Start of EXERCISE TEXT

Optimization Storage Efficiency¶

Overview¶

When running parameter optimization with hundreds or thousands of backtests, storage efficiency becomes critical. RustyBT's new entry point detection feature dramatically reduces storage consumption during optimization operations.

The Storage Problem¶

Old Behavior (Import Analysis)¶

Previously, RustyBT used import analysis to capture all imported local modules recursively:

Single backtest with 5 imported modules:
├── my_strategy.py (2 KB)
├── utils/indicators.py (3 KB)
├── utils/risk.py (2 KB)
├── models/signals.py (4 KB)
└── config/params.py (1 KB)
Total per backtest: ~12 KB

100-iteration optimization: 12 KB × 100 = 1.2 MB

1000-iteration optimization: 12 KB × 1000 = 12 MB

New Behavior (Entry Point Only)¶

With entry point detection, only the main file is captured by default:

Single backtest:
└── my_strategy.py (2 KB)
Total per backtest: ~2 KB

100-iteration optimization: 2 KB × 100 = 200 KB (83% reduction)

1000-iteration optimization: 2 KB × 1000 = 2 MB (83% reduction)

Real-World Example¶

Scenario: Grid Search Optimization¶

Strategy: RSI + Bollinger Bands momentum strategy Parameters: - RSI period: [10, 14, 20, 25, 30] - Bollinger std: [1.5, 2.0, 2.5, 3.0] - Total combinations: 5 × 4 = 20 backtests

Strategy structure:

my_strategy/
├── rsi_bb_strategy.py (main file, 3 KB)
├── indicators/
│   ├── rsi.py (4 KB)
│   └── bollinger.py (3 KB)
└── utils/
    ├── signals.py (5 KB)
    └── risk.py (4 KB)

Storage comparison:

Behavior	Per Backtest	20 Backtests	Savings
Old (import analysis)	19 KB (all files)	380 KB	-
New (entry point only)	3 KB (main file)	60 KB	84%

Storage Reduction by Optimization Scale¶

Iterations	Old Storage	New Storage	Reduction
10	190 KB	30 KB	84%
50	950 KB	150 KB	84%
100	1.9 MB	300 KB	84%
500	9.5 MB	1.5 MB	84%
1000	19 MB	3 MB	84%
5000	95 MB	15 MB	84%

Key insight: Storage grows linearly with iterations, not exponentially.

Performance Impact¶

Entry Point Detection Overhead¶

Entry point detection uses inspect.stack() for runtime introspection:

Operation	Time	Impact
Entry point detection	< 15ms	Negligible
File copy (entry point only)	~1ms	Minimal
Total overhead	< 20ms	<0.01% of typical backtest time

Example: For a backtest taking 5 seconds, entry point detection adds < 20ms (0.4% overhead).

End of EXERCISE TEXT
Start of LISTED ENTRIES

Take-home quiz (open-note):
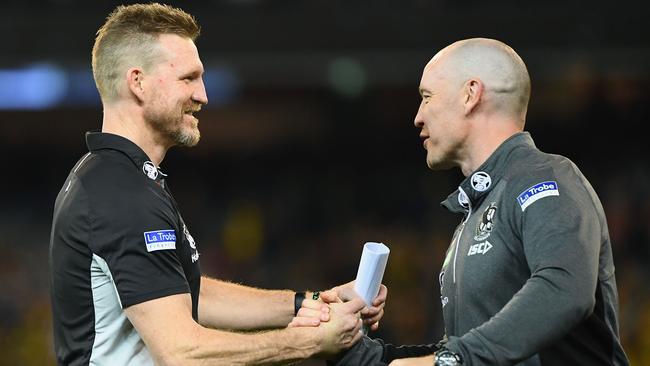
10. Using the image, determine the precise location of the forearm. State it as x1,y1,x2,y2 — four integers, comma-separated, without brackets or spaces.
199,277,294,330
447,269,593,365
173,327,319,365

End of LISTED ENTRIES

EXERCISE REQUIREMENTS.
A) Copy the storage efficiency text word for word, starting at "Old Behavior (Import" and ending at "models/signals.py (4 KB)".
B) In one to three sentences, explain why the storage efficiency text says the new behavior uses far less space per backtest than the old one.

ANSWERS PER TASK.
A)
Old Behavior (Import Analysis)¶

Previously, RustyBT used import analysis to capture all imported local modules recursively:

Single backtest with 5 imported modules:
├── my_strategy.py (2 KB)
├── utils/indicators.py (3 KB)
├── utils/risk.py (2 KB)
├── models/signals.py (4 KB)

B) The old import analysis captured every imported local module recursively, so a backtest with five modules came to about 12 KB. With entry point detection, only the main file is captured by default, which brings it down to about 2 KB, an 83% reduction.